INFORMATION PROVIDED:
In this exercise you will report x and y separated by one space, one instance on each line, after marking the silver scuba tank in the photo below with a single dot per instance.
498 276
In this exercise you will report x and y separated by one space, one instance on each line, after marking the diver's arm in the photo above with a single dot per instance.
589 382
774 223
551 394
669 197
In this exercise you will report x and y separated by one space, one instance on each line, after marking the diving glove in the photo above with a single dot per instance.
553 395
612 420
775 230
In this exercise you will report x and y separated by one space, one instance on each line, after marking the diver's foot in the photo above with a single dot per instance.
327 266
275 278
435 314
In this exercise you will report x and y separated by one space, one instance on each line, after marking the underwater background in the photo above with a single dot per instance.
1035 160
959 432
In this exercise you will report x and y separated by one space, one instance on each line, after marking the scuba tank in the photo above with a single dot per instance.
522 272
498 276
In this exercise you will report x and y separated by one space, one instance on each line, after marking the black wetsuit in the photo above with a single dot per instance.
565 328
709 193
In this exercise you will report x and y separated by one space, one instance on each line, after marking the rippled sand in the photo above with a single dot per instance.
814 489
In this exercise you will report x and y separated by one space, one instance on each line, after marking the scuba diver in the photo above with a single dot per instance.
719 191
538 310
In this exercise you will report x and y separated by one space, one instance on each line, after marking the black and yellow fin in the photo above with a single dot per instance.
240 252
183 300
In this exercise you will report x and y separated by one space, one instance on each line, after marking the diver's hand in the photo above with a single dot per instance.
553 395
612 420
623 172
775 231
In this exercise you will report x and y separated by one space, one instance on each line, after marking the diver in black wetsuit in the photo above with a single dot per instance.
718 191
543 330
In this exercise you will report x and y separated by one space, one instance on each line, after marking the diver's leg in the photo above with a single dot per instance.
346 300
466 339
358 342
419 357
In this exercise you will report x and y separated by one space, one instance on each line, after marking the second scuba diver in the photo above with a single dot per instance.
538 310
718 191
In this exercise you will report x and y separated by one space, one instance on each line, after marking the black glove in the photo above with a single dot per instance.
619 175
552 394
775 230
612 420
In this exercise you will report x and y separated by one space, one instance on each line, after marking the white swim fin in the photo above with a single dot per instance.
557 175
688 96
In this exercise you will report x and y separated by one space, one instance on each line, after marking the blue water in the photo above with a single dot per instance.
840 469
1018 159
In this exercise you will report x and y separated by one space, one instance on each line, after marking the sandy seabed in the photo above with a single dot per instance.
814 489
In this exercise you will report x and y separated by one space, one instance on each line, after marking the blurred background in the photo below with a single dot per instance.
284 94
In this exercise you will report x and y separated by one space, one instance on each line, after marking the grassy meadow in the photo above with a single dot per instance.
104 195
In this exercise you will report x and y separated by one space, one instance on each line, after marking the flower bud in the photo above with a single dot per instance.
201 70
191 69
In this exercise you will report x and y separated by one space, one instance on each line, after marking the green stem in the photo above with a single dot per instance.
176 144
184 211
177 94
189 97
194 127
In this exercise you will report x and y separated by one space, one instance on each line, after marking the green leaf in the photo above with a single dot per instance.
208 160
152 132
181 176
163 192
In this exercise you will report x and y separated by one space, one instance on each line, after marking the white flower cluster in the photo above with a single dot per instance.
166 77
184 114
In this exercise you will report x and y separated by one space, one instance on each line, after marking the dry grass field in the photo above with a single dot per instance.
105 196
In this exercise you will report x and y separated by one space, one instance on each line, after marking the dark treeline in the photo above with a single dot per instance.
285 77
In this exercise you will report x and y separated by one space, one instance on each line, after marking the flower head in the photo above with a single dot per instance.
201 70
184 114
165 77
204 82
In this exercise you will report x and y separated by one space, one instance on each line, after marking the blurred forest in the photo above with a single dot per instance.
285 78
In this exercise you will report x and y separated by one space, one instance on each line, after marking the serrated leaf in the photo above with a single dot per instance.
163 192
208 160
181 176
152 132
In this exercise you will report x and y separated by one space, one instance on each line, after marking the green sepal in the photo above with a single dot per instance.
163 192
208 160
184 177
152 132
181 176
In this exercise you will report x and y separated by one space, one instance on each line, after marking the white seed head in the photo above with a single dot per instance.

DO THIS: Copy all data exactly, start to finish.

EXERCISE ANSWER:
In this exercise you will report x and y separated by one space, one instance on each line, after marking the silver scuba tank in the photo below with a single dot per instance.
498 276
In this exercise you will report x and y separated by one space, one instance on each line, after marking the diver's arm in the photo above with a single dot per instance.
589 382
774 223
551 394
669 197
In this exercise you will report x and y separated by one space, one instance on each line, after marking the diving glove in the photo above with a single dot per instance.
553 395
612 420
775 230
In this exercise you will report x and y separated by one space, one instance on each line, after marking the diver's foot in the photo above with a single dot per instance.
327 266
275 278
435 314
In this exercise you will report x and y separated by one space, one instance on each line, after marking the underwater background in the photo above with a single dot per instance.
1035 160
959 432
In this exercise you will report x and y separated by one space, one instance on each line, after marking the scuba tank in the photo above with a single dot per instance.
522 272
498 276
In this exercise you will report x and y separated by one space, one instance on each line, after marking the black wetsuit in the photo above with a single dot per instance.
565 328
709 193
In this exercise you will report x and y separated by one space, one instance on each line, after marking the rippled sand in the photo above with a single dot per instance.
814 489
In this exercise you will report x and y separated by one space, one instance on each line, after marking the scuba diver in the photo above with a single dot per instance.
719 191
538 310
In this exercise you will report x and y separated by one space, one instance on each line, after marking the black and yellow fin in the photo above with a single dot per instance.
240 252
183 300
In this exercise you will report x and y separated by one space, one instance on each line, after marking the diver's hand in the photo above with a single dot per instance.
553 395
612 420
623 172
775 231
In this exercise you will report x and y separated by one space, one instance on each line, after marking the diver in black wetsuit in the photo above with a single dot per instance.
718 191
543 330
In this exercise you will report x and y separated by one space, one instance on each line, after marking the diver's leg in the photo above with a single dot per instance.
346 300
466 339
358 342
419 357
In this exercise you will report x and y separated by one space, one instance on each line, after marking the second scuba diver in the photo above with a single dot per instance.
538 310
718 191
In this exercise you will report x and y separated by one space, one instance on each line, after marking the black glove in the photo above with a single dot per instance.
619 175
552 394
775 230
612 420
In this exercise you will report x and y separated by one space, one instance on each line, after marking the white swim fin in the photo above with a single dot per instance.
557 175
688 96
In this exercise you will report x and y separated by one space, one instance on each line, after marking the blue water in the photo above with a single dot per instance.
840 469
1018 159
In this exercise you will report x and y separated by one space, one instance on each line, after marking the sandy seabed in the photo above with a single dot per instance.
814 489
In this exercise you will report x and y separated by one space, one instance on each line, after marking the blurred background in the photo below with a single dot per instance.
284 94
In this exercise you will report x and y separated by one space, one instance on each line, after marking the grassy meadow in the photo above with a single dot per instance.
104 195
In this exercise you will report x and y separated by one space, one instance on each line, after marking the flower bud in the photo above with a single dot per instance.
201 70
191 69
In this exercise you will report x and y separated by one space, one instance on each line, after marking the green stem in the photo above with a single dot per instance.
176 144
184 211
177 94
189 97
194 127
In this exercise you will report x and y separated by one space, one instance on each line, after marking the green leaf in the photo above with a single dot per instance.
208 160
152 132
181 176
163 192
In this exercise you will report x and y separated by one space, one instance on each line, after marking the white flower cluster in the photo above with a single dot per instance.
166 77
184 114
In this exercise you will report x and y separated by one space, one instance on each line, after marking the dry grass field in the photo above with a single dot per instance.
105 196
In this exercise you will report x and y separated by one space, one instance on each line, after marking the dark treeline in the photo above with a single dot per instance.
285 77
In this exercise you will report x and y separated by one space, one instance on each line, after marking the flower head in the photo above with a single dot per instance.
201 70
184 114
165 77
204 82
In this exercise you will report x and y separated by one space, one instance on each line, after marking the blurred forest in the photo above with a single dot per instance.
285 78
In this exercise you will report x and y separated by one space, one instance on each line, after marking the serrated leaf in the photo above with a single dot per instance.
163 192
208 160
181 176
152 132
In this exercise you will report x and y separated by one space, one instance on each line, after marking the green sepal in the photo above with a single dot per instance.
163 192
208 160
184 177
152 132
181 176
In this exercise you will report x and y separated by one space, one instance on each line, after marking the white seed head in the photo above with a single dot per instance.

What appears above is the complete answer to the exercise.